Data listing
════
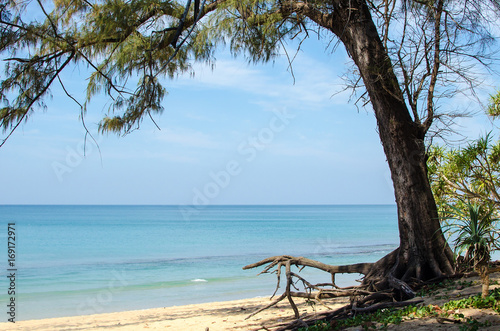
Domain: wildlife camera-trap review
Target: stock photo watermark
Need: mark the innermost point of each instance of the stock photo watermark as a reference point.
(11, 272)
(249, 149)
(95, 304)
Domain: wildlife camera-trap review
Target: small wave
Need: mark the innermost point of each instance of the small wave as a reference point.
(199, 280)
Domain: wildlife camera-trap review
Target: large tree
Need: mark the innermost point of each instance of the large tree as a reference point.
(407, 54)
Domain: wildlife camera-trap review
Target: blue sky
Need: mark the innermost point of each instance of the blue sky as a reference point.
(240, 134)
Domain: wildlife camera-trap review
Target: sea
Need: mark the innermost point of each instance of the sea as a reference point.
(80, 260)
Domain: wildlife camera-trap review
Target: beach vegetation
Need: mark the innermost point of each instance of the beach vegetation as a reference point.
(475, 232)
(407, 57)
(447, 312)
(468, 173)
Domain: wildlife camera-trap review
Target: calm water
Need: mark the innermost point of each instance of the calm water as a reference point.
(75, 260)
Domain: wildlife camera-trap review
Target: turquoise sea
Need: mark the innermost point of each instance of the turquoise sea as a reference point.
(78, 260)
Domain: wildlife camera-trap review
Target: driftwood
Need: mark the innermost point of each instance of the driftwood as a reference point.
(363, 298)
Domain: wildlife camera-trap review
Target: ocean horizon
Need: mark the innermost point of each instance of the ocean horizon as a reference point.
(87, 259)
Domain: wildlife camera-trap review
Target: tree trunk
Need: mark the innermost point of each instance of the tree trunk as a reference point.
(423, 253)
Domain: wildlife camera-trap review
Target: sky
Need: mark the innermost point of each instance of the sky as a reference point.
(237, 134)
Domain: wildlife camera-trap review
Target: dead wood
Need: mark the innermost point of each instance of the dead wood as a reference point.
(375, 293)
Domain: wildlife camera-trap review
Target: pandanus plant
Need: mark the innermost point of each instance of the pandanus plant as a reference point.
(474, 231)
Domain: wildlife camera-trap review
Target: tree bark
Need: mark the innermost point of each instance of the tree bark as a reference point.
(423, 253)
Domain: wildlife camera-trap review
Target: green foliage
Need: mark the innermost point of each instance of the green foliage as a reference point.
(474, 230)
(382, 318)
(494, 106)
(121, 42)
(472, 172)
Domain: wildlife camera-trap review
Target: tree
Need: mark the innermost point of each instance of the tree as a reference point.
(406, 54)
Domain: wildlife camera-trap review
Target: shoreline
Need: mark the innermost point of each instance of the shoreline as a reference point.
(223, 315)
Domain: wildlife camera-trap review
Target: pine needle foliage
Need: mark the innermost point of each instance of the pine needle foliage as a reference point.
(122, 43)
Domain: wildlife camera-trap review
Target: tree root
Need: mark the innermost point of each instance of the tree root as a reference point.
(364, 298)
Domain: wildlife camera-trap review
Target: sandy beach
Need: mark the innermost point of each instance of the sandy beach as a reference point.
(230, 315)
(227, 315)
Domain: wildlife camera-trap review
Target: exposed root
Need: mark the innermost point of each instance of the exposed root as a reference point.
(374, 293)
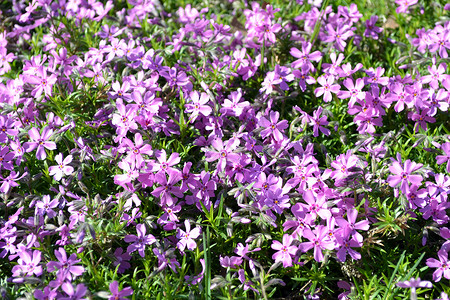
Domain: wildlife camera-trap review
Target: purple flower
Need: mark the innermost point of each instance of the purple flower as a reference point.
(285, 250)
(305, 57)
(372, 31)
(116, 295)
(403, 5)
(40, 142)
(65, 265)
(230, 262)
(186, 238)
(198, 105)
(442, 266)
(72, 294)
(441, 159)
(273, 127)
(139, 241)
(45, 206)
(318, 122)
(414, 283)
(327, 87)
(166, 259)
(337, 35)
(403, 174)
(318, 239)
(62, 168)
(28, 264)
(223, 153)
(121, 260)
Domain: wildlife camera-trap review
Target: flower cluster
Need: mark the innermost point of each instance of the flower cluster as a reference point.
(134, 157)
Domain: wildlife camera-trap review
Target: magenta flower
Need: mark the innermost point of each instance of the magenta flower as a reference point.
(62, 168)
(43, 83)
(40, 142)
(442, 266)
(139, 241)
(305, 57)
(318, 121)
(354, 91)
(338, 35)
(285, 250)
(319, 240)
(223, 153)
(327, 87)
(345, 243)
(198, 105)
(115, 294)
(73, 294)
(350, 226)
(121, 260)
(65, 265)
(372, 31)
(45, 206)
(403, 5)
(28, 264)
(414, 283)
(273, 127)
(186, 238)
(166, 259)
(403, 175)
(441, 159)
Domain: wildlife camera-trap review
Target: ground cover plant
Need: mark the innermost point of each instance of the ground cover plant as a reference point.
(224, 149)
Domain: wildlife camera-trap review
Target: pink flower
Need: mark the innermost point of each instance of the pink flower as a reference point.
(403, 5)
(139, 241)
(319, 240)
(285, 251)
(116, 295)
(198, 105)
(28, 264)
(444, 158)
(327, 87)
(442, 266)
(403, 175)
(40, 142)
(62, 168)
(186, 238)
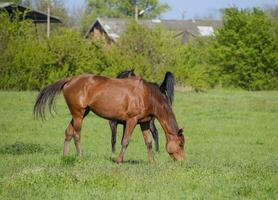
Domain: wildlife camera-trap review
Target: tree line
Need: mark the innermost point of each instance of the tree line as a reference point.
(243, 53)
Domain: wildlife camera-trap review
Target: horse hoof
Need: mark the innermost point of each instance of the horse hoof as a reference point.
(119, 161)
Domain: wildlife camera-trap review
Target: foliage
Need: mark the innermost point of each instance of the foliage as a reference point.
(247, 50)
(241, 54)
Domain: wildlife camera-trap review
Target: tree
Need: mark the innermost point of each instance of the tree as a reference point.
(120, 9)
(247, 49)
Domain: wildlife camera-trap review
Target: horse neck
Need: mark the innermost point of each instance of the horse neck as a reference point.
(166, 118)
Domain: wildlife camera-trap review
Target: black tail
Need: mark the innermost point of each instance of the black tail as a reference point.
(126, 74)
(47, 95)
(167, 86)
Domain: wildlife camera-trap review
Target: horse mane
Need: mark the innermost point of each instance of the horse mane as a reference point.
(167, 86)
(126, 74)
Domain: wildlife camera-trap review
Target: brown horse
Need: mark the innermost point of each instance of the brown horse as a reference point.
(166, 88)
(131, 100)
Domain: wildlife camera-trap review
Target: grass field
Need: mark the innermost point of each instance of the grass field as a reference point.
(231, 148)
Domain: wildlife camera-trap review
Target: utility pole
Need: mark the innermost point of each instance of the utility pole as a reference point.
(48, 18)
(134, 2)
(183, 14)
(136, 12)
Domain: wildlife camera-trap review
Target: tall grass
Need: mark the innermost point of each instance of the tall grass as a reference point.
(231, 148)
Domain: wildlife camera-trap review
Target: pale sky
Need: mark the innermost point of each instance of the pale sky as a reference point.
(196, 8)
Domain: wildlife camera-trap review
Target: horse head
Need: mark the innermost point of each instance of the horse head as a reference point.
(175, 146)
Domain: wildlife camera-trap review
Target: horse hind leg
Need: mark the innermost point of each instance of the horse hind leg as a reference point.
(145, 127)
(129, 127)
(113, 127)
(69, 133)
(74, 131)
(154, 134)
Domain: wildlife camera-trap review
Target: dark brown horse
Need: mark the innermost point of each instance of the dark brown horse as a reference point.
(166, 88)
(131, 100)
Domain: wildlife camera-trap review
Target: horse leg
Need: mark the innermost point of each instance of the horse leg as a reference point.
(154, 134)
(145, 127)
(69, 132)
(77, 123)
(129, 127)
(113, 127)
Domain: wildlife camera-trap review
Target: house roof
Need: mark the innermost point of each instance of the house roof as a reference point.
(114, 27)
(34, 15)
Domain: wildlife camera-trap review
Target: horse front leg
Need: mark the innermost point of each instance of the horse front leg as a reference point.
(154, 134)
(113, 127)
(145, 127)
(129, 127)
(69, 132)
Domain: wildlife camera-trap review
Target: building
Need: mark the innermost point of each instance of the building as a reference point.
(112, 28)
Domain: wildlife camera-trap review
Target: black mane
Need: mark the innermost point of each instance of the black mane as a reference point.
(126, 74)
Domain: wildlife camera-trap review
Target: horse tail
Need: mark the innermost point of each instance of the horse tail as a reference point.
(167, 86)
(47, 95)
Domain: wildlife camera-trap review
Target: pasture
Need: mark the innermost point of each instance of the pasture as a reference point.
(231, 152)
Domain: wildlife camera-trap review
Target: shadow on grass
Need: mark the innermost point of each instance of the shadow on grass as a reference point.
(71, 160)
(20, 148)
(130, 161)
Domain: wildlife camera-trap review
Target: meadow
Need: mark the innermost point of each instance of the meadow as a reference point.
(231, 152)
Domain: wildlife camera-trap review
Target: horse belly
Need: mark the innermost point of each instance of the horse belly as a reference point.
(117, 107)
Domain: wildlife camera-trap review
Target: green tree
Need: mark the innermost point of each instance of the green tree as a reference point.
(247, 50)
(120, 9)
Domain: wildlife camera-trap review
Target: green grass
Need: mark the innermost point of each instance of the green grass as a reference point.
(231, 150)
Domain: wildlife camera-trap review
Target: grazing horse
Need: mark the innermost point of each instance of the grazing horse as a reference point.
(166, 87)
(130, 100)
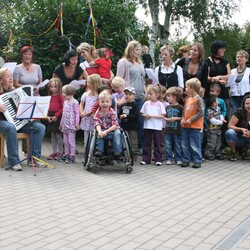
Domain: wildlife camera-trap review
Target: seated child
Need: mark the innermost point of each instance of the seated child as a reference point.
(106, 125)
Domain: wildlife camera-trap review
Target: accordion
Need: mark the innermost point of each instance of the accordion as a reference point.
(11, 100)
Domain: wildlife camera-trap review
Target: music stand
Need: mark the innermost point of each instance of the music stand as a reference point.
(32, 108)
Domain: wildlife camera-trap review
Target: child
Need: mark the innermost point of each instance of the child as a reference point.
(214, 120)
(106, 125)
(54, 117)
(104, 63)
(153, 112)
(69, 123)
(129, 118)
(192, 124)
(87, 101)
(173, 117)
(118, 85)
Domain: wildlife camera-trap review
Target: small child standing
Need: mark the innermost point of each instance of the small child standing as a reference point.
(106, 125)
(69, 123)
(54, 118)
(129, 118)
(173, 118)
(214, 120)
(87, 101)
(118, 97)
(153, 112)
(192, 124)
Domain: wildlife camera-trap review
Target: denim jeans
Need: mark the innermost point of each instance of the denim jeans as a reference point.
(140, 131)
(9, 130)
(115, 136)
(170, 141)
(232, 136)
(191, 145)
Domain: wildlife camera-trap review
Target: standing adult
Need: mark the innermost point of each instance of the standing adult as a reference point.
(219, 69)
(240, 84)
(194, 66)
(89, 54)
(169, 74)
(9, 129)
(131, 69)
(69, 70)
(27, 73)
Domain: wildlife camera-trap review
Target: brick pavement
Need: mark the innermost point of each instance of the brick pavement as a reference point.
(165, 207)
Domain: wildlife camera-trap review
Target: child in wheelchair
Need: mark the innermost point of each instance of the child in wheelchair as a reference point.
(106, 125)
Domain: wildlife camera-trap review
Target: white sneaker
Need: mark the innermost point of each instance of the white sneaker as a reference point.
(17, 167)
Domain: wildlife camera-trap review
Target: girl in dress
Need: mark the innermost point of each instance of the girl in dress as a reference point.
(69, 123)
(87, 101)
(54, 117)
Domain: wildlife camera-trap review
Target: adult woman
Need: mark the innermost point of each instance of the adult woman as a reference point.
(9, 130)
(219, 68)
(169, 74)
(89, 54)
(69, 70)
(240, 84)
(131, 69)
(238, 133)
(27, 73)
(195, 66)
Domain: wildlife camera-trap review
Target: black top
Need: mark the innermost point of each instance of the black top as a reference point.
(219, 69)
(201, 74)
(59, 71)
(131, 121)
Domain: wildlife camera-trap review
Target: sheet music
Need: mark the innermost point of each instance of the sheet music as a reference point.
(35, 107)
(152, 75)
(11, 66)
(78, 83)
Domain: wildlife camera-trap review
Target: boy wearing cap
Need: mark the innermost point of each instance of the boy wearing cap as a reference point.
(128, 115)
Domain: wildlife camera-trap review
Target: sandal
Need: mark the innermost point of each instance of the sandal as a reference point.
(233, 157)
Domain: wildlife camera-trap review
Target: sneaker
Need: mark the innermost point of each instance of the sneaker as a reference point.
(37, 164)
(52, 156)
(70, 159)
(17, 167)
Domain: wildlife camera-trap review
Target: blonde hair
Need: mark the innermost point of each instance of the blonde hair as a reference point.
(90, 48)
(194, 83)
(96, 81)
(59, 85)
(129, 51)
(169, 49)
(68, 89)
(105, 94)
(118, 82)
(175, 91)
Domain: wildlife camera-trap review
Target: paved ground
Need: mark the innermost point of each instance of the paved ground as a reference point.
(165, 207)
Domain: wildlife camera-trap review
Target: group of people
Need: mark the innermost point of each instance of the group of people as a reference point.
(190, 105)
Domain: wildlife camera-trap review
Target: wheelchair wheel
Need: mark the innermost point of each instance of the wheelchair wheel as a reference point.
(128, 152)
(89, 160)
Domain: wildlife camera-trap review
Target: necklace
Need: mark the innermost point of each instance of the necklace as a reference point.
(240, 72)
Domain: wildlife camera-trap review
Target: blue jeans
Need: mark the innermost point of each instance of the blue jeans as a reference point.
(232, 136)
(115, 136)
(9, 130)
(191, 145)
(140, 131)
(171, 140)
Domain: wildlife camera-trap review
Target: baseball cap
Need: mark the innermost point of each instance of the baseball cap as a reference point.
(130, 89)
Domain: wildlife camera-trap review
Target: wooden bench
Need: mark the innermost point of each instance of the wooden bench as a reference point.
(2, 145)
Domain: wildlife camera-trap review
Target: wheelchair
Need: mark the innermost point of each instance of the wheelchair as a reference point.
(93, 163)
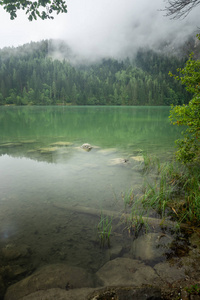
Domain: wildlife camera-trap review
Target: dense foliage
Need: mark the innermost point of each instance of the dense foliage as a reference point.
(189, 115)
(34, 9)
(28, 75)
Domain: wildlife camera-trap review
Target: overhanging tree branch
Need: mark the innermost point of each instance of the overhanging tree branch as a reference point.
(42, 9)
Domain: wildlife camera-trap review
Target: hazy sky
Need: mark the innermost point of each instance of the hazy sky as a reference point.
(102, 27)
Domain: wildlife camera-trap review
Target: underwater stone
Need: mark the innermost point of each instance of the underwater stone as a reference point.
(53, 276)
(150, 246)
(62, 144)
(86, 147)
(126, 271)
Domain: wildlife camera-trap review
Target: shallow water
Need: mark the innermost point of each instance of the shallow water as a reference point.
(39, 179)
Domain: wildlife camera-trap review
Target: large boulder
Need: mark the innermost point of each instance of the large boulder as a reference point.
(52, 276)
(150, 246)
(59, 294)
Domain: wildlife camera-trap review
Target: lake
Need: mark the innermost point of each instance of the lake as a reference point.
(46, 178)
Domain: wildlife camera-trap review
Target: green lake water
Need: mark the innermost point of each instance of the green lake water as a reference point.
════
*GIVEN TASK*
State how many lines of the material contain the string "large", matching case exactly. Reply with the number only.

*RESPONSE FOR THIS EXERCISE*
4